Filter these entries down to lines holding "marks".

Provided entries below:

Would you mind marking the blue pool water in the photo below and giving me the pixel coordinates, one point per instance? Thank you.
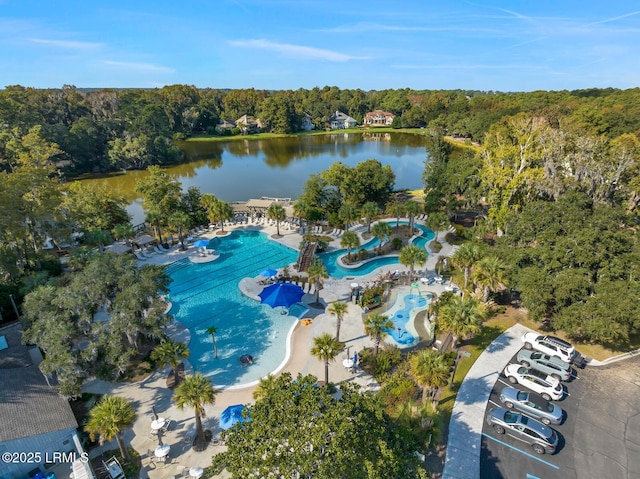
(207, 294)
(330, 260)
(401, 317)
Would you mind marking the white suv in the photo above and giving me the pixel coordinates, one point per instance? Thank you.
(547, 386)
(549, 345)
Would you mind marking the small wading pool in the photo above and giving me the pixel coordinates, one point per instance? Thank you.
(403, 313)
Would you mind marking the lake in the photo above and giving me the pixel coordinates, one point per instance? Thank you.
(239, 170)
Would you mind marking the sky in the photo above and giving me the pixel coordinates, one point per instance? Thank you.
(489, 45)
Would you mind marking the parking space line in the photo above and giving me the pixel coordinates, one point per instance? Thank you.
(521, 451)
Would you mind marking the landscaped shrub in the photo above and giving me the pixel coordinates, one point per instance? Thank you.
(369, 295)
(399, 389)
(382, 365)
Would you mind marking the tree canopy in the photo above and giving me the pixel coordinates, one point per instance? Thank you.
(300, 430)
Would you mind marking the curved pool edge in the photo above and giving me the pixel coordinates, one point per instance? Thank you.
(279, 368)
(398, 298)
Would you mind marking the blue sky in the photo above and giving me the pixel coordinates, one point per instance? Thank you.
(290, 44)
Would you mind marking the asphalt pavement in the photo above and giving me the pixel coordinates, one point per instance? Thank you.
(600, 436)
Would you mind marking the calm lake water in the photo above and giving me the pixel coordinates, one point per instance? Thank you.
(279, 167)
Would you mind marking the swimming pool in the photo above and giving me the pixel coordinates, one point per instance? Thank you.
(334, 269)
(207, 294)
(403, 313)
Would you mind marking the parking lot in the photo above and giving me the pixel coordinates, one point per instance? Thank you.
(600, 437)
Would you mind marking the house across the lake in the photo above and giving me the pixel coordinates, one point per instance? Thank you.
(340, 121)
(307, 124)
(379, 118)
(248, 124)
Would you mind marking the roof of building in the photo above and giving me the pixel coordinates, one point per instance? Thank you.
(28, 405)
(380, 113)
(339, 116)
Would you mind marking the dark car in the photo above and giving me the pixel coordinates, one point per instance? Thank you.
(541, 438)
(532, 405)
(551, 365)
(550, 345)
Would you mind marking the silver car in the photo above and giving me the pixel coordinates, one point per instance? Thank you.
(541, 438)
(551, 365)
(532, 405)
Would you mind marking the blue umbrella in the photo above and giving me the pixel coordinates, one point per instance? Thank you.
(232, 415)
(269, 272)
(281, 294)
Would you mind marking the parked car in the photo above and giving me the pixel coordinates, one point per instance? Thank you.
(533, 405)
(547, 386)
(541, 438)
(551, 365)
(549, 345)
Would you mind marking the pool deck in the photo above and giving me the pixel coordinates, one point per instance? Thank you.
(152, 391)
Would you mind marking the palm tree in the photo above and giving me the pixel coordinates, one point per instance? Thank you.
(326, 348)
(381, 230)
(300, 209)
(347, 213)
(265, 386)
(349, 240)
(462, 317)
(123, 231)
(108, 418)
(435, 221)
(370, 210)
(411, 255)
(212, 330)
(98, 238)
(276, 212)
(375, 325)
(465, 257)
(396, 209)
(217, 210)
(180, 221)
(317, 272)
(429, 369)
(339, 308)
(412, 209)
(171, 353)
(491, 274)
(196, 391)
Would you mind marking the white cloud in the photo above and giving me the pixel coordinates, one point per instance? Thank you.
(149, 67)
(67, 44)
(296, 51)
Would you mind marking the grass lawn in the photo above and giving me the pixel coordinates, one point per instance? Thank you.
(263, 136)
(491, 330)
(494, 328)
(595, 351)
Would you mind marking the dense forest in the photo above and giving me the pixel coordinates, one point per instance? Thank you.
(555, 183)
(102, 130)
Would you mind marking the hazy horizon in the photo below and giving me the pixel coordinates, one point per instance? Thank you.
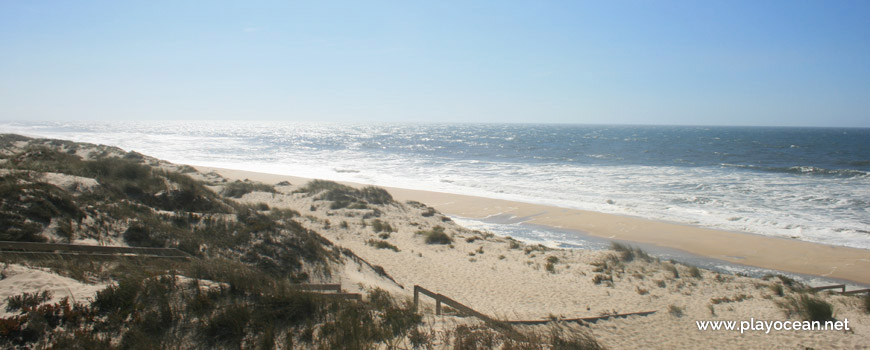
(777, 63)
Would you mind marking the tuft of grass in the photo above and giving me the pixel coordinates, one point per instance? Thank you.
(670, 267)
(382, 226)
(808, 307)
(27, 301)
(627, 253)
(599, 278)
(777, 289)
(551, 268)
(735, 299)
(343, 196)
(382, 245)
(436, 236)
(675, 311)
(573, 340)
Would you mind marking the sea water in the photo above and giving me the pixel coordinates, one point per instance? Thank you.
(811, 184)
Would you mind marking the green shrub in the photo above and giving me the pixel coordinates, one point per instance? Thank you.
(777, 289)
(670, 267)
(867, 303)
(382, 245)
(382, 226)
(436, 236)
(227, 326)
(573, 340)
(808, 307)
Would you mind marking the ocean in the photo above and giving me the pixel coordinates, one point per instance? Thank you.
(811, 184)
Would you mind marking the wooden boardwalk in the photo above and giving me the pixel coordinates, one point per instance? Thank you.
(31, 248)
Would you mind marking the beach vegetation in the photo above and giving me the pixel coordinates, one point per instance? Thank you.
(672, 268)
(807, 307)
(675, 310)
(734, 299)
(866, 303)
(600, 278)
(380, 244)
(777, 289)
(382, 226)
(343, 196)
(436, 236)
(26, 301)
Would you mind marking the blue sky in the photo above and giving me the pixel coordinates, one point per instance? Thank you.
(791, 63)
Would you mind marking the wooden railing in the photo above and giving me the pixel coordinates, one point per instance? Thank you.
(80, 249)
(335, 288)
(834, 286)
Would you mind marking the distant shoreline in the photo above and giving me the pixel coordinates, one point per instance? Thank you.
(836, 262)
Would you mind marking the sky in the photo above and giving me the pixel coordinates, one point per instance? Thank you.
(774, 63)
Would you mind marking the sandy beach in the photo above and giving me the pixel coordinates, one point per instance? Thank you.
(513, 281)
(774, 253)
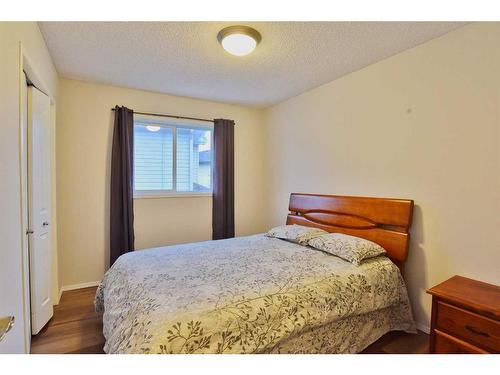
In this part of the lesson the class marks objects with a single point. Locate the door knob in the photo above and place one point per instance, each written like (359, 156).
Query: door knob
(6, 324)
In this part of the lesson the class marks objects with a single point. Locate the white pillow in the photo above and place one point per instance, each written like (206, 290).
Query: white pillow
(296, 233)
(350, 248)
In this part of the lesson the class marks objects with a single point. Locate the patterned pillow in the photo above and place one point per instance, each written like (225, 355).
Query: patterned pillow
(350, 248)
(295, 233)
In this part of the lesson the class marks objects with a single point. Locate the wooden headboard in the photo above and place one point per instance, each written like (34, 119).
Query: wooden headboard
(382, 220)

End of Provided entries.

§ **Answer**:
In this part of the lesson the class marks objects with a single point. Locate the door knob in the photo above and place one point per instance, each written like (359, 156).
In this part of the lesson the class marks objects with a single point. Locate the white pillow in the photo above and place one point per instance, each written like (206, 290).
In this part of the lesson the class marks objects with a single point. Locate the patterned pillow in the photo above and place one point per instance, each written like (225, 355).
In this part of the lesson the class marks objects with a single point. Locate the wooden headboard in the photo above and place one point per instance, each written like (34, 119).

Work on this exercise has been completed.